→ **BRANO SCELTO**:
──────

che Murakami non scrive un romanzo, ma narra racconti. Quindi ci dovrà essere
un filo rosso che li lega. In particolare questo libro, composto da sei
racconti, ha come filo conduttore il terremoto di Kobe del 1955. Tutti i
personaggi sono legati in qualche modo a tale tragedia. Nel primo racconto incontriamo
Komura, un uomo abbandonato dalla moglie che lo ha lasciato cinque giorni dopo
il terremoto. Loro vivono lontano dall'epicentro e non hanno amici o parenti in
quella zona; eppure la moglie resta per cinque giorni immobile ed attonita davanti
al teleschermo, prendendo poi la decisione di andarsene e divorziare. Non è
difficile per il lettore immaginare che abbia avuto amante a Kobe e che lo
stesso sia morto nel terremoto. Nel secondo racconto, un uomo di mezz’età, Miyake,
rivela di avere una famiglia a Kobe anche se da anni vive in una piccola
cittadina sul mare. Anche qui il lettore può solo immaginare cosa sia accaduto
alla moglie ed ai figli di Miyake e si rende comprensiva la decisione
(apparente) di suicidarsi. Nel terso, Yoshiya, venticinque anni, rimane solo a casa
per qualche giorno poiché sua madre è in missione umanitaria a Kobe con il suo
gruppo spirituale (sembra quasi cristianesimo ma non saprei…) per prestare
aiuto. In uno di questi giorni il ragazzo incontra per caso per strada un uomo
che, per via di un difetto ben visibile, potrebbe essere suo padre e si mette a
seguirlo. Alla fine del viaggio Yoshiya troverà solo se stesso. Nel quarto
racconto incontriamo Satsuki, una bella donna, una dottoressa affermata in
viaggio a Bangkok per un convegno medico. Anche lei è legata a Kobe, il suo ex
marito vive lì. O forse viveva, perché lei spera con tutto il cuore che sia
rimasto schiacciato sotto le macerie. E poi, nel quinto, arriva un Ranocchio
gigante che vuole salvare Tokyo da un imminente terremoto, perché il Gran
Lombrico è stato svegliato da quello di Kobe. Per farlo chiede aiuto a
Katagiri, che lavora per la sezione recupero crediti di una banca,
presentandosi a casa sua e chiedendo il suo aiuto. Ancora desso mi chiedo chi
fosse Katagiri… se il simpatico coprotagonista di una (disgustosa) storiella
per bambini oppure un tossicodipendente in fase di astinenza (e non vi spiego
il perché). Per ultimi incontriamo Sayoko, Kan e Junpei. Sayoko e Kan sono
stati sposati ed hanno avuto la piccola Sara, ma il loro matrimonio è finito
nonostante i loro rapporti continuino. Junpei è un secondo padre per Sara, alla
quale ama raccontare storie inventate sul momento. È laureato in Letteratura e
da quando i suoi genitori lo hanno scoperto, non si parlano. Nemmeno il
terremoto di Kobe (dove vivono i genitori di Junpei) li muoverà da questo
silenzio astioso in cui si sono rinchiusi. Ma in questo ultimo racconto il
terremoto è davvero solo una macchiolina sullo sfondo. La storia è tutt'altra.

──────

→ **DATI FORNITI**:
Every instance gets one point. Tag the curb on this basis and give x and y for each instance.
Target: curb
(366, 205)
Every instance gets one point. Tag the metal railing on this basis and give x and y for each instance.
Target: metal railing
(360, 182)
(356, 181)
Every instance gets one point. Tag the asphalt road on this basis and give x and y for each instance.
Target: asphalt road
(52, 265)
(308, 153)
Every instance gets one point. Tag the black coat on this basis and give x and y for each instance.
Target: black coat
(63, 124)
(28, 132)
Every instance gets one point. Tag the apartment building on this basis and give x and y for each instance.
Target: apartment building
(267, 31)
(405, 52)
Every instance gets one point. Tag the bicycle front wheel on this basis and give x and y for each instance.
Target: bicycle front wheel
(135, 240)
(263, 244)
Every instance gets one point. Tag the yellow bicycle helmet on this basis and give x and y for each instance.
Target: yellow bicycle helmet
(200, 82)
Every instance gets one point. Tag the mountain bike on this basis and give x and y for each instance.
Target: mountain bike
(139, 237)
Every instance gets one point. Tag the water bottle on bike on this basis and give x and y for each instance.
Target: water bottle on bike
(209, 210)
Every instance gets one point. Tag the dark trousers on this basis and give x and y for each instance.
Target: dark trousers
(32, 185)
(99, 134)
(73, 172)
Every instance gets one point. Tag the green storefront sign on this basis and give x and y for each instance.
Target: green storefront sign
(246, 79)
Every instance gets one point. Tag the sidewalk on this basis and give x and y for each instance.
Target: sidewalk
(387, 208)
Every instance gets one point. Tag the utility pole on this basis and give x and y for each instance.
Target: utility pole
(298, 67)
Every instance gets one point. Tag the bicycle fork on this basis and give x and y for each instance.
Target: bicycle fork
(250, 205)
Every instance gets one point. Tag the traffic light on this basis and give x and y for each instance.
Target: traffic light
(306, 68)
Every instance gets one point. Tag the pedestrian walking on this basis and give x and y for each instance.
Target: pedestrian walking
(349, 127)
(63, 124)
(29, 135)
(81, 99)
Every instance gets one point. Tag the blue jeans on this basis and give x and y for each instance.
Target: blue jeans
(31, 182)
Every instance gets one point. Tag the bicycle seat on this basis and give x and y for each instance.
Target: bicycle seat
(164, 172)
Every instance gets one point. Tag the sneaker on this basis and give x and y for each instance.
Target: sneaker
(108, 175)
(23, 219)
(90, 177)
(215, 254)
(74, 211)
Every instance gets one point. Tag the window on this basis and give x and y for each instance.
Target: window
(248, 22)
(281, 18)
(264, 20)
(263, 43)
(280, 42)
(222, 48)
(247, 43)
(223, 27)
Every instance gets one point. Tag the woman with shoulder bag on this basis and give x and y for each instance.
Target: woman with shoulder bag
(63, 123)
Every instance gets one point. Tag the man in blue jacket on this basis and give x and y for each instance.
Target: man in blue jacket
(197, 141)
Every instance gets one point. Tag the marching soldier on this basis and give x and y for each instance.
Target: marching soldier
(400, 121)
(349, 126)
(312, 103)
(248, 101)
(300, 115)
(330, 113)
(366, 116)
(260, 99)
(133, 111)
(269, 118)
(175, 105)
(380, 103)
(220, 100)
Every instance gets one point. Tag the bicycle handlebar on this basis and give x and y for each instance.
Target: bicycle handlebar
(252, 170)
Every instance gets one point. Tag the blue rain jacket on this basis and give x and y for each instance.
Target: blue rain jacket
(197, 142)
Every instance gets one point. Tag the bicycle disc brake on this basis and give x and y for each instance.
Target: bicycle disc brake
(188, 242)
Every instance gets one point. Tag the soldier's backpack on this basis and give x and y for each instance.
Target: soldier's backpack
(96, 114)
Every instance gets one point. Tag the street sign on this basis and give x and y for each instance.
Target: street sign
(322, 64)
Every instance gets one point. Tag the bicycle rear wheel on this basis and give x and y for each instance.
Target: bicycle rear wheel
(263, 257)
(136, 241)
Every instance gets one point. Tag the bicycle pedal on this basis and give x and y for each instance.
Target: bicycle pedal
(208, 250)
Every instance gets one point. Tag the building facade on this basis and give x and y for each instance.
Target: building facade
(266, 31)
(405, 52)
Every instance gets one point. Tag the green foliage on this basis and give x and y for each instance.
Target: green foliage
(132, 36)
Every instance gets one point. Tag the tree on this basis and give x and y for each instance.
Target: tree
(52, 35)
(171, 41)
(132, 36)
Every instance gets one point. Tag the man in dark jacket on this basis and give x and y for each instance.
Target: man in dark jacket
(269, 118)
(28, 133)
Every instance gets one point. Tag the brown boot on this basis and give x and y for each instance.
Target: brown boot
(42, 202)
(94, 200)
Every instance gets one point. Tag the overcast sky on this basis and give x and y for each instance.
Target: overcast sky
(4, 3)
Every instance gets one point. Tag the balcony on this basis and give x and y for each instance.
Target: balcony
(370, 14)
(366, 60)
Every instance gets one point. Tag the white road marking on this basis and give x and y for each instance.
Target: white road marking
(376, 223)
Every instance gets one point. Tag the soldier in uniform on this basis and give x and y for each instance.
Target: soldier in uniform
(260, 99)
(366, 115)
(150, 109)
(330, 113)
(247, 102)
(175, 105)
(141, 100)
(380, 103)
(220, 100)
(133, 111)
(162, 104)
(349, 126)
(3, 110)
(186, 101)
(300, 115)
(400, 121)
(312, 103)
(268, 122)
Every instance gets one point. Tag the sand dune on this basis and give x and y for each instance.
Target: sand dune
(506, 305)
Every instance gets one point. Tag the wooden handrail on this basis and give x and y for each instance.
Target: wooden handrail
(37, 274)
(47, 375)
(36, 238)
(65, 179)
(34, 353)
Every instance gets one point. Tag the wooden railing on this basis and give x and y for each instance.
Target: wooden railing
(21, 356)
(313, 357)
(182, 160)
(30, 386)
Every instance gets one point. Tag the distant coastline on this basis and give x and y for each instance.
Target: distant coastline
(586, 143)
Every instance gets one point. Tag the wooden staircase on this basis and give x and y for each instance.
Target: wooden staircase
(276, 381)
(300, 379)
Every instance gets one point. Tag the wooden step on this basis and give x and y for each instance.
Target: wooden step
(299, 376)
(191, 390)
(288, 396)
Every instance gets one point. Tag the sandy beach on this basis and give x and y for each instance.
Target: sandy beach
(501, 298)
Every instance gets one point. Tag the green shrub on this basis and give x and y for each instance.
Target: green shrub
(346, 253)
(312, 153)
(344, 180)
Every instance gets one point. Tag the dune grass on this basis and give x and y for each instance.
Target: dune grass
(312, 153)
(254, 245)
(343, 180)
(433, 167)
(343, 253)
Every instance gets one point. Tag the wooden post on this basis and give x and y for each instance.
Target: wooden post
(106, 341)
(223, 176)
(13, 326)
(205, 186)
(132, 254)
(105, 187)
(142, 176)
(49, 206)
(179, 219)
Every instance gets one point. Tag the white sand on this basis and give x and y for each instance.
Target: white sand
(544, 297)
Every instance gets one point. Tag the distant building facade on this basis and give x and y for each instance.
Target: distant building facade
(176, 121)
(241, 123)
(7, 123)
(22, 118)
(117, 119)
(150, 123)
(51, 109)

──────

→ **COMPITO ASSEGNATO 1**:
Nel testo sui racconti di Murakami, in quale sezione di una banca lavora Katagiri?
→ **COMPITO ASSEGNATO 2**:
Scrivi il seguito del testo sui racconti di Murakami, a partire dalla sua ultima frase.
I dati sono materiale a sé stante, distinto dal testo sui racconti di Murakami.

→ **SOLUZIONE 1**:
Nella sezione recupero crediti.

→ **SOLUZIONE 2**:
Lo
confesso, me lo sono divorato in meno di 4 ore, non che sia un mattone ma proprio
proprio non ho resistito. Non mi sono ancora fatta un’idea sul significato di
questo libro, ma qualche riflessione ha già preso piede. Effettivamente,
terremoto a parte, un filo rosso questi racconti ce l’hanno: è il bisogno di
sentirsi amati, la costane ricerca della propria gratificazione sentimentale nell'altro che può essere una moglie, un nuovo compagno, un padre, una madre,
etc… Questo bisogno impellente nasce quasi sempre dall'abbandono o dall'insoddisfazione
dalla prova evidente che chi ci è accanto non ci apprezza o non ci ama come
vorremmo. Murakami si spinge oltre e descrive le conseguenze di queste ricerche,
che possono fruttare o meno. C’è chi non ha paura di trovare la gratificazione
in una persona diversa, dopo essere stati abbandonati, chi invece non riesce ad
affrontare una nuova situazione e chi alla fine decide che forse non gli
importa più di tanto. C’è chi combatte l’abbandono con l’odio e chi combatte l’ingratitudine
con la bontà. Ognuno sembra trovare la propria dimensione in questo libro, a parte
il lettore, che non sa più da che parte è girato. Un po’ come me che ho
cominciato questo libricino sbraitando contro un autore che mi prendeva
letteralmente a schiaffi e adesso lo chiudo con il sorriso stampato in faccia. Che
dire, non è Banana, è diverso. Non è così denso, è più velato, ma altrettanto
profondo. È meno giapponese, ma più diretto. È più discorsivo, meno
introspettivo, ma lascia al lettore la possibilità di immaginarsi un perché, un
come andrà a finire. Ho già capito che ne comprerò altri!!